■ **What is required**
The expected output is each line from the one containing "Expected: one point per instance of the hockey skate, reported" to the last line of the data below, set down exactly, minus the pictures.

------ Source records

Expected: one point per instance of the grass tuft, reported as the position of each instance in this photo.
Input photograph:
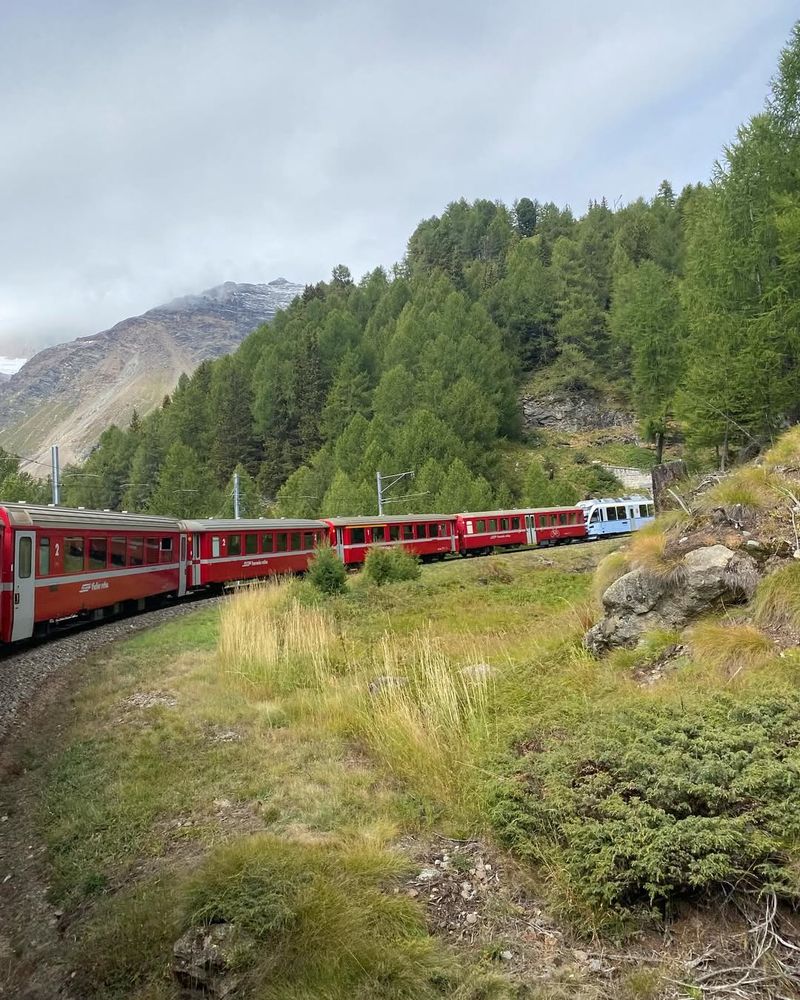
(648, 551)
(608, 571)
(729, 646)
(777, 599)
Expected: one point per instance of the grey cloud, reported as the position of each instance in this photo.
(149, 150)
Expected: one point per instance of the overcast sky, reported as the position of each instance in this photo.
(151, 149)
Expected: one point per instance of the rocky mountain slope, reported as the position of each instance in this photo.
(68, 394)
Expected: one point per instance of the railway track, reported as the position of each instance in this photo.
(26, 670)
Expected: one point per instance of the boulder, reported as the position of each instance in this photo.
(572, 411)
(641, 601)
(205, 958)
(477, 672)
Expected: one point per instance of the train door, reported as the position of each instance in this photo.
(182, 566)
(340, 543)
(24, 585)
(196, 559)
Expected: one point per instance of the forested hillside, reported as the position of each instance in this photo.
(688, 305)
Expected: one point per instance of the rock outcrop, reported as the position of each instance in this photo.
(572, 411)
(641, 601)
(205, 960)
(70, 393)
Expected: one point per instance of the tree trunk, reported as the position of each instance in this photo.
(659, 446)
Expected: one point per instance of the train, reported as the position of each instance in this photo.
(60, 566)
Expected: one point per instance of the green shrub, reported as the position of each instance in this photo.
(643, 807)
(390, 565)
(327, 572)
(323, 922)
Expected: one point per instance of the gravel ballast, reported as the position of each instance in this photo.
(24, 671)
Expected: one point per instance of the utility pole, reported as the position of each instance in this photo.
(55, 474)
(385, 483)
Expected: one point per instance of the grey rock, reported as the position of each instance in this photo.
(386, 683)
(205, 958)
(572, 411)
(641, 601)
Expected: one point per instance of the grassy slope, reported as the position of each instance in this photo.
(238, 740)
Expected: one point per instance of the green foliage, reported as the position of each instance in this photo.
(646, 806)
(390, 565)
(327, 571)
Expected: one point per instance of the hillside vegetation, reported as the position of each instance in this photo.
(430, 788)
(684, 305)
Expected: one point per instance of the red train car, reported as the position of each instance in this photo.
(483, 531)
(223, 551)
(59, 564)
(429, 536)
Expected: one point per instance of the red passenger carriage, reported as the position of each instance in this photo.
(224, 551)
(59, 564)
(429, 536)
(479, 533)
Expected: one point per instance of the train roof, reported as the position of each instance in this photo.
(341, 522)
(515, 511)
(251, 524)
(635, 498)
(28, 515)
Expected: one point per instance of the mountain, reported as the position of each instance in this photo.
(69, 394)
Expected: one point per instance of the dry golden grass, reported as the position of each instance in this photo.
(648, 550)
(730, 647)
(786, 451)
(609, 570)
(268, 641)
(777, 599)
(756, 487)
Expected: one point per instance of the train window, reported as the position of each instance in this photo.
(25, 558)
(73, 555)
(135, 551)
(117, 551)
(44, 557)
(98, 553)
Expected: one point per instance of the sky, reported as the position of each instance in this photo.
(154, 149)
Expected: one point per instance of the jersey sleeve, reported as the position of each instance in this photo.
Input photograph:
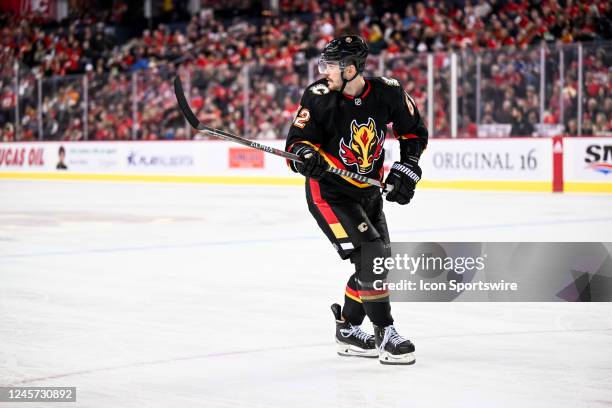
(408, 125)
(305, 128)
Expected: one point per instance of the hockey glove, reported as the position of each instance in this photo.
(313, 165)
(403, 177)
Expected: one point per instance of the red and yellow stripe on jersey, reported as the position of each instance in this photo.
(333, 162)
(326, 210)
(365, 295)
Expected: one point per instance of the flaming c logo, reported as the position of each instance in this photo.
(364, 148)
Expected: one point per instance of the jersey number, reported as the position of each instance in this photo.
(302, 118)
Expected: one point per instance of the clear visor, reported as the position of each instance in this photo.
(328, 67)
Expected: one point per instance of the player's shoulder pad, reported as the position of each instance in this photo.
(392, 91)
(387, 82)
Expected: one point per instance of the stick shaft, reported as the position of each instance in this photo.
(202, 128)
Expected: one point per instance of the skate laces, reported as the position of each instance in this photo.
(391, 335)
(357, 332)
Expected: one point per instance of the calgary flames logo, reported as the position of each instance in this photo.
(365, 147)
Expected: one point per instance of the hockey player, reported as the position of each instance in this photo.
(341, 122)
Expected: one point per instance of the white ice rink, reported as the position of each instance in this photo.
(163, 295)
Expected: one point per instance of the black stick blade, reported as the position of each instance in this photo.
(183, 104)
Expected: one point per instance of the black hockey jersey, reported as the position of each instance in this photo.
(349, 132)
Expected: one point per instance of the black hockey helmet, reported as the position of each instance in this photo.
(346, 50)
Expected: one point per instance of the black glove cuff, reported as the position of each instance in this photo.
(402, 168)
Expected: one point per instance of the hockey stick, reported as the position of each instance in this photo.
(202, 128)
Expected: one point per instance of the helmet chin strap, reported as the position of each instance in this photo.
(346, 81)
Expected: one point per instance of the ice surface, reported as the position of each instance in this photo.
(157, 295)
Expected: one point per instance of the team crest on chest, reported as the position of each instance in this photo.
(365, 146)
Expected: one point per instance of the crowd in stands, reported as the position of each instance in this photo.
(263, 63)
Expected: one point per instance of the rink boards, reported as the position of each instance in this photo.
(508, 164)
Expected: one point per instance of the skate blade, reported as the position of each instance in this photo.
(347, 350)
(403, 359)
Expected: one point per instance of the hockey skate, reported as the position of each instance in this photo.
(393, 349)
(351, 340)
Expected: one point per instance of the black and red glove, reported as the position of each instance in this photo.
(404, 178)
(313, 164)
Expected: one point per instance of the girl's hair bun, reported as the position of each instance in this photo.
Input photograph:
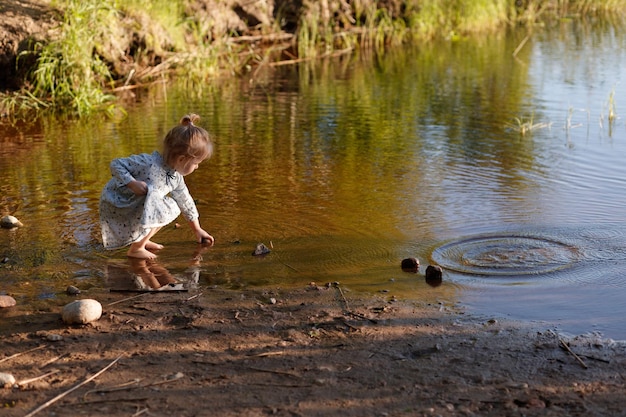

------------

■ **Problem solution**
Expected: one point per instance of the hockey skate, reported as the position of each instance in this photo.
(393, 349)
(351, 340)
Expected: one point per instance of the black and red glove, reported as the position of each instance in this photo.
(404, 178)
(313, 164)
Expected: one point per instance of the girl's hair bun, reported as the position of each instance in this photo.
Input photograph:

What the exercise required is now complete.